What the task asks
The complete listing should be restated exactly.

Exercise input

◇ ◇ ◇ ◇

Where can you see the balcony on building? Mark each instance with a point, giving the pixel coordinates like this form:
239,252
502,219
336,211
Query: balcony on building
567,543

◇ ◇ ◇ ◇

Worked solution
Where can you see the balcony on building? Mark each instance with a point, giving the pixel coordinates like this form:
239,252
502,219
336,211
Query: balcony on building
567,543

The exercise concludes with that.